══ Source passage

Betsy is the self-titled debut studio album by Welsh singer-songwriter Betsy. It was released by Warner Bros. Records on 29 September 2017.

Background
After completing a course in fashion design in Central St Martins and working at Balenciaga in Paris, Betsy returned to the United Kingdom to pursue her dream of becoming a musician. She self-produced a three-track demo EP which later secured her a management deal. Betsy retreated to her brother's caravan for two months to write songs, a number of which appear on her debut album. In addition to her own self-written songs, she also worked with producers such as Jim Eliot, Sak Pase and Jack McManus on some of the album's tracks.

Release
Although initially scheduled to be released on 26 May 2017, the album was later pushed back to 29 September. Betsy revealed the release date with the digital pre-order on 30 June.  The album artwork and tracklisting were subsequently revealed on 18 August.

════
══ Source data

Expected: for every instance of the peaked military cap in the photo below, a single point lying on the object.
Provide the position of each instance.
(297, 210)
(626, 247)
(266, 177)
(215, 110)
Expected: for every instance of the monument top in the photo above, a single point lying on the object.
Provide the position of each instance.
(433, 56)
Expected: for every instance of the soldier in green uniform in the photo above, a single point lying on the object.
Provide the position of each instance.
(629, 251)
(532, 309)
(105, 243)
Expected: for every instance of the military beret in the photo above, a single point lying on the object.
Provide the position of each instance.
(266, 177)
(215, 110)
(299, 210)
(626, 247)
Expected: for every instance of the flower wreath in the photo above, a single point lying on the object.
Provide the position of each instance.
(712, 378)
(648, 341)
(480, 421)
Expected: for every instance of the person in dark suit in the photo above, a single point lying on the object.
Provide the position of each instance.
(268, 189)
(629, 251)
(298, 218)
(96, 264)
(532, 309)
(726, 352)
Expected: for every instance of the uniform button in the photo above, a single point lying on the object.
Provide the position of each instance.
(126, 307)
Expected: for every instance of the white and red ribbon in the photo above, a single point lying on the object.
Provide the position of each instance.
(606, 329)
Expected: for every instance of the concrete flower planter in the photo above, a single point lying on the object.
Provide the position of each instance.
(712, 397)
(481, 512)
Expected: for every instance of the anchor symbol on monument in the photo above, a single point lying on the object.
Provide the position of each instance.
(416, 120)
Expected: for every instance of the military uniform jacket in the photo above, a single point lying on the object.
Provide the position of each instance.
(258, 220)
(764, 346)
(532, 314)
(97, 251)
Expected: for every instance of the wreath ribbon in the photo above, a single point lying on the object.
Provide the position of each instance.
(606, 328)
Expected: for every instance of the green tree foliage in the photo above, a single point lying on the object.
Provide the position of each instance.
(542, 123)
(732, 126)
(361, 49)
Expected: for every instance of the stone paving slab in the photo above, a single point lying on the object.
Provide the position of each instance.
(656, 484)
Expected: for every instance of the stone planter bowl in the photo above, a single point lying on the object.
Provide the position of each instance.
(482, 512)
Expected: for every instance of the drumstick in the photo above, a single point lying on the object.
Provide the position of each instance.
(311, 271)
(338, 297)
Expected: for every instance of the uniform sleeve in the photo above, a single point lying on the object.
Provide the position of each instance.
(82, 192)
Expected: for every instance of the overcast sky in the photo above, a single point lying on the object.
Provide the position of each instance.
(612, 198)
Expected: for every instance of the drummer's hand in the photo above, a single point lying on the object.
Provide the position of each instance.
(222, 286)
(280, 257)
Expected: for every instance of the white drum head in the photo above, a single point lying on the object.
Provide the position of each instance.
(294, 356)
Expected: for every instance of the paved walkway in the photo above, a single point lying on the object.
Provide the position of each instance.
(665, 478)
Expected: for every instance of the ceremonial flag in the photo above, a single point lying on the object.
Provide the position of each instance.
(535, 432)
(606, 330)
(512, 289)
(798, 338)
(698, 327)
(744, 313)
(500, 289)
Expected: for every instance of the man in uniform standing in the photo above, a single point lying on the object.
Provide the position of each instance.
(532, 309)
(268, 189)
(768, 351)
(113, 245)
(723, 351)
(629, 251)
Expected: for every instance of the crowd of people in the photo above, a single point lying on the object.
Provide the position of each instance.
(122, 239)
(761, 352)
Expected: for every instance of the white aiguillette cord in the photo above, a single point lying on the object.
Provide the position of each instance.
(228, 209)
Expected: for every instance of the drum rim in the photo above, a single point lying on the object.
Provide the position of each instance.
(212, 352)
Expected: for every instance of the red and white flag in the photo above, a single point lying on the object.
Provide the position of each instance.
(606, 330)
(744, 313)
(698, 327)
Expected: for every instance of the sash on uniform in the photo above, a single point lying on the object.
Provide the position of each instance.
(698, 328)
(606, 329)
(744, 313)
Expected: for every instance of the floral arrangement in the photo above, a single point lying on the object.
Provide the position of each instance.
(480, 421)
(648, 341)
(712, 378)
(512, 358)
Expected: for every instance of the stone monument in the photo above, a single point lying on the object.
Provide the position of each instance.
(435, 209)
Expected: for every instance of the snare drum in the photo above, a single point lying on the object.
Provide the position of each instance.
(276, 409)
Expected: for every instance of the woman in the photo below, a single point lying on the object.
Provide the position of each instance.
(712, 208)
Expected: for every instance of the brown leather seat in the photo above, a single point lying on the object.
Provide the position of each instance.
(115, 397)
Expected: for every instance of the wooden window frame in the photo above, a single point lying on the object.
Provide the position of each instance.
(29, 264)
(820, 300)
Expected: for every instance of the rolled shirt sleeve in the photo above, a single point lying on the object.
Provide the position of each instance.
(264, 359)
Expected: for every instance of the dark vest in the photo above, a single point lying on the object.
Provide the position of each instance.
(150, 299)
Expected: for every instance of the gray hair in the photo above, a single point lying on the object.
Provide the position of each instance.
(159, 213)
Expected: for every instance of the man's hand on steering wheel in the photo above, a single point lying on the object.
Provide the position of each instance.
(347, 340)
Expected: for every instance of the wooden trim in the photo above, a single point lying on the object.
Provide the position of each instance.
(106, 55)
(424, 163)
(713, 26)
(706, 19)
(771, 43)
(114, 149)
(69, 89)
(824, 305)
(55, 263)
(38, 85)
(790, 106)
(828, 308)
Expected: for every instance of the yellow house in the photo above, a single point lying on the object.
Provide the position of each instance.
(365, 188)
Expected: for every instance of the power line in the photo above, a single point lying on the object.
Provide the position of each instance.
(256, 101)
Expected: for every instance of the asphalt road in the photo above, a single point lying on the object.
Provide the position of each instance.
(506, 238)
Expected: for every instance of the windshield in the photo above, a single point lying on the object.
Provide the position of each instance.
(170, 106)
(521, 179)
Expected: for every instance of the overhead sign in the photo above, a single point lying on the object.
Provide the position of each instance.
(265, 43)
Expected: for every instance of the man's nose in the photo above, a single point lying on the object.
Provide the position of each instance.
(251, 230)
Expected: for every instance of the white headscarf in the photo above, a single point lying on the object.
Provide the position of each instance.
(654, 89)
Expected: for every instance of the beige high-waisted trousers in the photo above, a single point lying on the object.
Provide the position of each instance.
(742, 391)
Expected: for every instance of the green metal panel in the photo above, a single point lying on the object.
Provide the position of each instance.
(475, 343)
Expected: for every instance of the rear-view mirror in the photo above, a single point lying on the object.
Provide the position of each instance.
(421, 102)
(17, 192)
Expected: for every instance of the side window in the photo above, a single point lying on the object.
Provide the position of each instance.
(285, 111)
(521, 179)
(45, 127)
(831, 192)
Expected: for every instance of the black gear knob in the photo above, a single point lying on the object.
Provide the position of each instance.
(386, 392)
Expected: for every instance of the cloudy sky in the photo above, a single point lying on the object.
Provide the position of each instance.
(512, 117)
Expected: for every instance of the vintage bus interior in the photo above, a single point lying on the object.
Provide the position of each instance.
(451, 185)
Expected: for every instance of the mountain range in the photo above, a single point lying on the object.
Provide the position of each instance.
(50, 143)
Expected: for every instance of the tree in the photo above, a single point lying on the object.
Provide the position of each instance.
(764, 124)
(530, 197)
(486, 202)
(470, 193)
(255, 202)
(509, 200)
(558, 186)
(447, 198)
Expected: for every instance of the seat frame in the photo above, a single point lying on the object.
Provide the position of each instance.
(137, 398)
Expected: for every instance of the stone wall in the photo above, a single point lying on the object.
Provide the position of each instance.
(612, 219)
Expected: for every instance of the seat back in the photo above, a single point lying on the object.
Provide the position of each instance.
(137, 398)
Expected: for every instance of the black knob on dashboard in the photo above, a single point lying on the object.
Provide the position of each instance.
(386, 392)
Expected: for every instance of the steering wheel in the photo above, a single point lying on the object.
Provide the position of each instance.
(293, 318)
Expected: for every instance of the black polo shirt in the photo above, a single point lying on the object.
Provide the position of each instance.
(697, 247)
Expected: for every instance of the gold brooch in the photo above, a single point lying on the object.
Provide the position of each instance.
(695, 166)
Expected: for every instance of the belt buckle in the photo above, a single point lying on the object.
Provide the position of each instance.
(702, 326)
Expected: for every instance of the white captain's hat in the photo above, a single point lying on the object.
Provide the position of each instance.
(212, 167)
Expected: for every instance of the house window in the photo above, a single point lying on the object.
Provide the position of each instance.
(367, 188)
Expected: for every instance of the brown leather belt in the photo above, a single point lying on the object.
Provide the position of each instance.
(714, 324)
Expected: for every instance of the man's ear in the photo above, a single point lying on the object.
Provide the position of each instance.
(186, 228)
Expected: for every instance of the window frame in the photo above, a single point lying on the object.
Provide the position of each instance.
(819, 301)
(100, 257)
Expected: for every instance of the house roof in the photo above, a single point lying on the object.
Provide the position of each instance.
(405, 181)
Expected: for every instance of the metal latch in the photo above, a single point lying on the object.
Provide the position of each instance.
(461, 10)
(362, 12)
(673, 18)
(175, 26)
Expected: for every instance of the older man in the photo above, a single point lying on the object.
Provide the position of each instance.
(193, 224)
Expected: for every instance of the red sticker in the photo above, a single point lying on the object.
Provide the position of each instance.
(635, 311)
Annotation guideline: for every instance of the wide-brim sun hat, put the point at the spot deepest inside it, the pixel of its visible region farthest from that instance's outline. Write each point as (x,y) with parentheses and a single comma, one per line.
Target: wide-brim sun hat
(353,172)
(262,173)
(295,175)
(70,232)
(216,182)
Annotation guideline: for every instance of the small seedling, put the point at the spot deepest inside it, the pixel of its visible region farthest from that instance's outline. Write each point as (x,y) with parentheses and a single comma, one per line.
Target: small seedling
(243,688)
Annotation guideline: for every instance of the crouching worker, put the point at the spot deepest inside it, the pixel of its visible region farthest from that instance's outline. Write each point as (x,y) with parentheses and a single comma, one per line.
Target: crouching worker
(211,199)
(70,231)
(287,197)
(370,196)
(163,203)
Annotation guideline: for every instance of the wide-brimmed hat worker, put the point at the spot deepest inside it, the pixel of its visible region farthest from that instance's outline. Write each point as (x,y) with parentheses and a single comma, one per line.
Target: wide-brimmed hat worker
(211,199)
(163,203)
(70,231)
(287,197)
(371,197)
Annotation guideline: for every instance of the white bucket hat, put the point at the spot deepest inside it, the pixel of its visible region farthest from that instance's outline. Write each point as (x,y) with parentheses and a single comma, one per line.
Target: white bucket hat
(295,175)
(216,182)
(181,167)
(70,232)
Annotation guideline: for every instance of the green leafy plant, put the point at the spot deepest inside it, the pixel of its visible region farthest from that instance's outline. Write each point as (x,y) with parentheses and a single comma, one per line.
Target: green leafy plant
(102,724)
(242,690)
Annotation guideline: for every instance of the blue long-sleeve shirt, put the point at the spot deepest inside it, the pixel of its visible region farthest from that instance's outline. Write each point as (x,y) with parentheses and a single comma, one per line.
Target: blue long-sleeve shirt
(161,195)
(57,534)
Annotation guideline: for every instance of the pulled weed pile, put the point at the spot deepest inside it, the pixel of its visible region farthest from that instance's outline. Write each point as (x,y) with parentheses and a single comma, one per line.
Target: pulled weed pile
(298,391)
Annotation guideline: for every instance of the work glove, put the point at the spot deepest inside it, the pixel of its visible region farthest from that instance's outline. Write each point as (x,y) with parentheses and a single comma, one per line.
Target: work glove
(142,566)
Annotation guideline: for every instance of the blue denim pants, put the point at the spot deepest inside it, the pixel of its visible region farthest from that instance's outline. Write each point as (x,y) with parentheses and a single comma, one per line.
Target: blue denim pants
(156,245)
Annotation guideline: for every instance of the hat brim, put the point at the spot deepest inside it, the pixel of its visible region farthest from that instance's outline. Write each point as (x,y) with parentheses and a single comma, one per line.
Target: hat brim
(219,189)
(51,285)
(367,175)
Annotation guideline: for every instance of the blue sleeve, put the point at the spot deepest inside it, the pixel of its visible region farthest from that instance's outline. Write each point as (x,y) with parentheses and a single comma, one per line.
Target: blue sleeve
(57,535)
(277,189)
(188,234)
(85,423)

════

Written task A >> According to the album write-up, which record label released Betsy?
Written task B >> Rescale the rows from the one holding "Annotation guideline: for every instance of the hat" through the end of the rows, both ends included, and give only those rows again, requests included. Multiply each coordinate in the answers by 1.25 and round to whole numbers, with halves rounded up.

Reply A >> Warner Bros. Records

Reply B >>
Annotation guideline: for every instance of the hat brim, put the point at the spot deepest inside it, the pixel of its visible region farthest from that instance's outline. Write each point as (x,y) with parentheses and a single comma, one per line.
Target: hat brim
(274,236)
(64,356)
(459,219)
Annotation guideline: for every instance of the blue sleeve, put the point at the spot deepest inside it, the pixel of its visible region farthest from that instance's outline. Write each point as (x,y) with parentheses and a single comma, one per line.
Target: blue sleeve
(71,669)
(346,236)
(235,293)
(106,529)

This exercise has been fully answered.